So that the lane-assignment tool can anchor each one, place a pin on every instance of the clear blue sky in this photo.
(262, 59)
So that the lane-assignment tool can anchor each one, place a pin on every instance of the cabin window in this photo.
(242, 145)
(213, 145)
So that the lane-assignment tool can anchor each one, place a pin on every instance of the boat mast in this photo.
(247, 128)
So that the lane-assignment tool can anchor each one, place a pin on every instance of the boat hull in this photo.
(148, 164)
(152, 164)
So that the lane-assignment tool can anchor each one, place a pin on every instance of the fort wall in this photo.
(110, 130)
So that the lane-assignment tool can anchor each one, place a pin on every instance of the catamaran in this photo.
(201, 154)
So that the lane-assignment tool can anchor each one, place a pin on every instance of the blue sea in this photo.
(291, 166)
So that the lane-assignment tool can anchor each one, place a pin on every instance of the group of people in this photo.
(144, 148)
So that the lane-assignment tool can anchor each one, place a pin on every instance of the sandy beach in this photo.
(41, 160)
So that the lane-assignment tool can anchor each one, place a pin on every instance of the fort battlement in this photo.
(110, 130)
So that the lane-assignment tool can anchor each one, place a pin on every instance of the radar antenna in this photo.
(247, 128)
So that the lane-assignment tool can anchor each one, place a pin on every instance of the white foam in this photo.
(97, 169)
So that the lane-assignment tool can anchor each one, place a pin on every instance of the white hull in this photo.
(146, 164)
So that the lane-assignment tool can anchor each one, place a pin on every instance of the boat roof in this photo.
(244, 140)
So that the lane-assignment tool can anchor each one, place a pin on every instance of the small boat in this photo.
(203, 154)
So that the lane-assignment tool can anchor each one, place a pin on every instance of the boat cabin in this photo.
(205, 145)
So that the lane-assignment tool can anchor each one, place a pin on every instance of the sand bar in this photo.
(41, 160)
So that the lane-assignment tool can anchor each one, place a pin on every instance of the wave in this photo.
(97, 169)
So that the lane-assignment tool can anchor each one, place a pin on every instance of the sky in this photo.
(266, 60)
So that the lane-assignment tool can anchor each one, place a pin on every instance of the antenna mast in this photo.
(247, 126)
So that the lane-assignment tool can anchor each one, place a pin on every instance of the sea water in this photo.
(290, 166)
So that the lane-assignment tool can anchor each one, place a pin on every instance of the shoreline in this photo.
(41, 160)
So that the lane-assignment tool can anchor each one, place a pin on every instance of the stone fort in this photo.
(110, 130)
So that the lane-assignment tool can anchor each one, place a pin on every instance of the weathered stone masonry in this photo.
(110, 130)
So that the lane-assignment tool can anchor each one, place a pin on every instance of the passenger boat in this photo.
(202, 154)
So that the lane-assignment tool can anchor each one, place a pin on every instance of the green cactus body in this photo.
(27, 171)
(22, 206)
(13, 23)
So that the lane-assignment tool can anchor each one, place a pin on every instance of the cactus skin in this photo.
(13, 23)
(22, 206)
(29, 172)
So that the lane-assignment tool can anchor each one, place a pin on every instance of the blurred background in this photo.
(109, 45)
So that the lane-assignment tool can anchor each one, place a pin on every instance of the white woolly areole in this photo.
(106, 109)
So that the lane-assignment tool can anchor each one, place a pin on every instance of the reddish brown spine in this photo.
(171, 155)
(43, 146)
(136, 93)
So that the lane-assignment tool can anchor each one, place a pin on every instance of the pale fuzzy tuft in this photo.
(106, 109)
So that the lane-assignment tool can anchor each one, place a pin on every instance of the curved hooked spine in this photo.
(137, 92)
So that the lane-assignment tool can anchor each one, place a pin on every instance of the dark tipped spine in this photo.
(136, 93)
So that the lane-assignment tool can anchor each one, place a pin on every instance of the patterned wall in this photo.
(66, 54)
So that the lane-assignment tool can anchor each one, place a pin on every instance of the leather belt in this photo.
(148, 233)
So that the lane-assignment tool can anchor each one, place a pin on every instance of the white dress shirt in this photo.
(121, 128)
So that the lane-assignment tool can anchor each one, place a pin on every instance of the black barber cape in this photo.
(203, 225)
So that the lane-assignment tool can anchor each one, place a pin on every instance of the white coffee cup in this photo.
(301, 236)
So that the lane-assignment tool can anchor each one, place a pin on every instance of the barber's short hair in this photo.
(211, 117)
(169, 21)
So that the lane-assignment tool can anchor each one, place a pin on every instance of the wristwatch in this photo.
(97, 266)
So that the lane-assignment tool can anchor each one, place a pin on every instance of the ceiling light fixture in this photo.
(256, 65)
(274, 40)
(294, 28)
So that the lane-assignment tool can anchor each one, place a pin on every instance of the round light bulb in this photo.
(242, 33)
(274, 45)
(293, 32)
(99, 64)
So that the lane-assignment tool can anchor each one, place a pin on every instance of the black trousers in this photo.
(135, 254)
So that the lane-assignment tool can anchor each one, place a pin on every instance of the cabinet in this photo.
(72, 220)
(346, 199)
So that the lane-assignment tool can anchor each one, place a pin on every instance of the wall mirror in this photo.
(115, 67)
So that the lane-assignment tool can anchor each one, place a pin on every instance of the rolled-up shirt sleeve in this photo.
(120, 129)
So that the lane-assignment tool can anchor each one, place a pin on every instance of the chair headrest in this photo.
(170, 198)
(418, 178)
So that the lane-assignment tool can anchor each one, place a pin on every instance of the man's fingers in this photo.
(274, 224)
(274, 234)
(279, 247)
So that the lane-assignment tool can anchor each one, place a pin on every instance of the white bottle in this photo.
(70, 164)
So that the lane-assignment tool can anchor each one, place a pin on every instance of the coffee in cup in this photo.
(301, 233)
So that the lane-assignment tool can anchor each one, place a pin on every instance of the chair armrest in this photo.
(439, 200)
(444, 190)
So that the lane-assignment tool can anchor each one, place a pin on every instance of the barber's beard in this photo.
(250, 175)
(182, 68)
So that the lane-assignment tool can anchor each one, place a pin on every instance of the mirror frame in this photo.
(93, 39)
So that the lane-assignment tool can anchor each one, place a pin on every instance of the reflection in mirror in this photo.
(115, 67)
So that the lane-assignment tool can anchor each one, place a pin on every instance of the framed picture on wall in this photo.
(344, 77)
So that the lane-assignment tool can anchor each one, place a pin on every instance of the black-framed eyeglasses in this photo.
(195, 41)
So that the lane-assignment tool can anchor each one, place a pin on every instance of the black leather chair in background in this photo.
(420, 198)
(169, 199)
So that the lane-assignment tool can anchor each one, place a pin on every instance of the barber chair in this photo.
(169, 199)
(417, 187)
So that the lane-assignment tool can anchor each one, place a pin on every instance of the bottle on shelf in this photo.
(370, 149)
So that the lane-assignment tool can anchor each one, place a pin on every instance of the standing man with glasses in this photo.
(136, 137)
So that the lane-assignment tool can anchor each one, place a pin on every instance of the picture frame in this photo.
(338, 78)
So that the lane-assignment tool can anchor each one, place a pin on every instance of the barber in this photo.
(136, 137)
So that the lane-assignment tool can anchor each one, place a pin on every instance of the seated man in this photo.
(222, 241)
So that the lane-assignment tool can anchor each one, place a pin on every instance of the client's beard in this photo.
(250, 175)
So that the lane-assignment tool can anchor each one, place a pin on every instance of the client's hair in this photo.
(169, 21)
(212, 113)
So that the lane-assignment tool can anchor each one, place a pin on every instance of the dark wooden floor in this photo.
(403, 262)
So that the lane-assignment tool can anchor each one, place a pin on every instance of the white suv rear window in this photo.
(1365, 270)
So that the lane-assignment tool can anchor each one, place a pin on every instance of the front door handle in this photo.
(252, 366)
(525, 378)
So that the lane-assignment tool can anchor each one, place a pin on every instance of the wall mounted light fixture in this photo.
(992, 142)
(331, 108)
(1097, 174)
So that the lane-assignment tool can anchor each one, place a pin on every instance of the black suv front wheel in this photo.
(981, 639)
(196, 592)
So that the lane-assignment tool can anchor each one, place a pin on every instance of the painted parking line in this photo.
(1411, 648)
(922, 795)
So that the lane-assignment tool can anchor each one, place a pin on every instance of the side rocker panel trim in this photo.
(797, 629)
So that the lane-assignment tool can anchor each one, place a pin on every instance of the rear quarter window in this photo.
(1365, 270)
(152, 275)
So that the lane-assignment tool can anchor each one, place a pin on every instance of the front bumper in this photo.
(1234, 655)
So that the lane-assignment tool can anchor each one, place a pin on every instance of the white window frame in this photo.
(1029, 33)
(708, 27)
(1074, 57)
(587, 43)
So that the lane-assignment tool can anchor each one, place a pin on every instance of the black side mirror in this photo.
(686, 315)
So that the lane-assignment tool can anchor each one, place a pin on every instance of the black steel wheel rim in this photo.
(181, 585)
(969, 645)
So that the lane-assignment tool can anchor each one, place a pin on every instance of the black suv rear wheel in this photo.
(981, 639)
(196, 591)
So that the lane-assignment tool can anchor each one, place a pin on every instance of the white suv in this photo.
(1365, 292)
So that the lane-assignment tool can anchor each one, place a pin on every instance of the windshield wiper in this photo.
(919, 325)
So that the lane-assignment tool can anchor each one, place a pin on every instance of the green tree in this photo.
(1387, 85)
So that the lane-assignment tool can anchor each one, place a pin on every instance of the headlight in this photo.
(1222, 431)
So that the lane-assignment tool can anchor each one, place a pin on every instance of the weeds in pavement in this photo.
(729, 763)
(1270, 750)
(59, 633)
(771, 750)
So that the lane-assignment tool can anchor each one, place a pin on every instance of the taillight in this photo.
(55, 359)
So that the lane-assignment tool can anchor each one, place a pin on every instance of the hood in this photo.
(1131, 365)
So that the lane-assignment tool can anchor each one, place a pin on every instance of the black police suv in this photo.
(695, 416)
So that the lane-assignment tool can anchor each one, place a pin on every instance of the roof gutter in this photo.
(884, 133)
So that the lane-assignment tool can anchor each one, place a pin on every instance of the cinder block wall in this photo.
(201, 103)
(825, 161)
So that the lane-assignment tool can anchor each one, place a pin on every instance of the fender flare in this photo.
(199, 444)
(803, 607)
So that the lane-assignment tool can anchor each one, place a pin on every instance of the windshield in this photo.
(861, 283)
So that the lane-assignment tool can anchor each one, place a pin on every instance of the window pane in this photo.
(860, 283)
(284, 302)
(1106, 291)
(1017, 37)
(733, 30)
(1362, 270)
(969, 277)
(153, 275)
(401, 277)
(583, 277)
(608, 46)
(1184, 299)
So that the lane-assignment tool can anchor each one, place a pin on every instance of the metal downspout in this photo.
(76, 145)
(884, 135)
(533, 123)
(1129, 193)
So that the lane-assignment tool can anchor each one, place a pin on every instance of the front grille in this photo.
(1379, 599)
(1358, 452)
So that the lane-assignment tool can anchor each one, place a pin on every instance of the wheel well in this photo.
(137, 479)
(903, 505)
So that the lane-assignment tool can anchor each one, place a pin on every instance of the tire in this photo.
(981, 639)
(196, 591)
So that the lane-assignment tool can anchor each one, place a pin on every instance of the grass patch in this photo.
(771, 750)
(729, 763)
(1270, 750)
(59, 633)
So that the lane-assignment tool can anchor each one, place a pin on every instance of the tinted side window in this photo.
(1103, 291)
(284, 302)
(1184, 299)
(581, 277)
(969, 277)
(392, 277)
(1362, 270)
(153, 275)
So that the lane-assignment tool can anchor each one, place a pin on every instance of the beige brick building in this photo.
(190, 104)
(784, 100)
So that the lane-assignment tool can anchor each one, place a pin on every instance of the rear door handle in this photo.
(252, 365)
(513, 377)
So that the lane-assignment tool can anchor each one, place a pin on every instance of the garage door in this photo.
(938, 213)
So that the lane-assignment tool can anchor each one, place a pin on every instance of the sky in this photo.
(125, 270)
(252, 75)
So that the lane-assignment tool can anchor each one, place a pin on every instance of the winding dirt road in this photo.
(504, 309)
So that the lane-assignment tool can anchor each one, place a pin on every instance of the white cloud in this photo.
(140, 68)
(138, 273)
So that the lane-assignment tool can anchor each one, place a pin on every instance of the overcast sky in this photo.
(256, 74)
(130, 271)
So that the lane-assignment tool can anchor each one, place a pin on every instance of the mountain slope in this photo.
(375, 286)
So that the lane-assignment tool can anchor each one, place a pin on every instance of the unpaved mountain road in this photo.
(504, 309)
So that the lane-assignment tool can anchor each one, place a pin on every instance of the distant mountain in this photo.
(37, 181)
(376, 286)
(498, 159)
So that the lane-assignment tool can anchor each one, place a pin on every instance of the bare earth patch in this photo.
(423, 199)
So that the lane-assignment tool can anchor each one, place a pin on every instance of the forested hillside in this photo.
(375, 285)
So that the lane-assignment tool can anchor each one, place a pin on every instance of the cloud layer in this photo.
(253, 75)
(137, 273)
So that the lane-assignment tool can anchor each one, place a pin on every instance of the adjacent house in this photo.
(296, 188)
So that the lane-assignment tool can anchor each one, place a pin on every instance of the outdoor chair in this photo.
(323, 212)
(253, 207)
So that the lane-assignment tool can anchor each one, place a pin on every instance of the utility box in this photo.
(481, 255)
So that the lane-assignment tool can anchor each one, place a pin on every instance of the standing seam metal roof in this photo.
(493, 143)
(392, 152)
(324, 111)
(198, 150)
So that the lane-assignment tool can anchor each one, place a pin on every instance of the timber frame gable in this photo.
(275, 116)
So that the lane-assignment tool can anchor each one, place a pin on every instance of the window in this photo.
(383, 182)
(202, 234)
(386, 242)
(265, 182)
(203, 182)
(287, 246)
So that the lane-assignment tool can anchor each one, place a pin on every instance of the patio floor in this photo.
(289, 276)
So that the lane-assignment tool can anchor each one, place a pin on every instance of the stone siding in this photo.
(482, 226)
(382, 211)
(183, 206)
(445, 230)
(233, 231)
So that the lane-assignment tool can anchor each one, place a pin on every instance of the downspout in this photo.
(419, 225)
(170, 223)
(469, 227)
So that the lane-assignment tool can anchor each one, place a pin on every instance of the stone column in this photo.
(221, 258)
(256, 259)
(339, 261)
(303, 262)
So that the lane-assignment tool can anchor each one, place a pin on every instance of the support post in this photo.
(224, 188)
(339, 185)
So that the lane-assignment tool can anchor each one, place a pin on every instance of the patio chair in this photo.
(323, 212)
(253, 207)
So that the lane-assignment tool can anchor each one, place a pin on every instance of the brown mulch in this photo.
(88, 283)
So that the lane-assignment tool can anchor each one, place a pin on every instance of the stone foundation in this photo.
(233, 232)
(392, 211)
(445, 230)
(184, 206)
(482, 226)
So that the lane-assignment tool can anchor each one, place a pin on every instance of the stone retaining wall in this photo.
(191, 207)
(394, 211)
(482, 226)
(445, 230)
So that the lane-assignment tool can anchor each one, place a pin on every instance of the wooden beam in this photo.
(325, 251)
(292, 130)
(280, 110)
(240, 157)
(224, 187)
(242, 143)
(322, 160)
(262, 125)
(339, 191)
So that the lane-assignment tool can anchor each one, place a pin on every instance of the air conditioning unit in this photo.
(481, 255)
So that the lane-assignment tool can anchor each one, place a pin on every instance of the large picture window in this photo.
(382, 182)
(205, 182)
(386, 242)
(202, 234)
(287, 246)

> WHAT THE EXERCISE ASKS
Extract every line from the one containing "retaining wall in this photo." to the end of the entries, including both of those lines, exactly as given and with nothing added.

> ANSWER TO THE EXERCISE
So that the lane-assignment tool can anchor each one, place a pin on every instance of the stone retaining wall in this photo.
(191, 207)
(394, 211)
(482, 226)
(445, 230)
So that the lane-assignment tool can anchor each one, place a pin on every instance of the wooden beam in this photo.
(325, 251)
(292, 130)
(280, 110)
(240, 157)
(224, 187)
(242, 143)
(322, 160)
(262, 125)
(339, 191)
So that the lane-assignment tool can anchor each one, place a pin on every instance of the air conditioning unit in this photo.
(481, 255)
So that the lane-assignment tool can anchor each one, place a pin on every instance of the large picture window in this photo.
(382, 182)
(205, 182)
(386, 242)
(202, 234)
(287, 246)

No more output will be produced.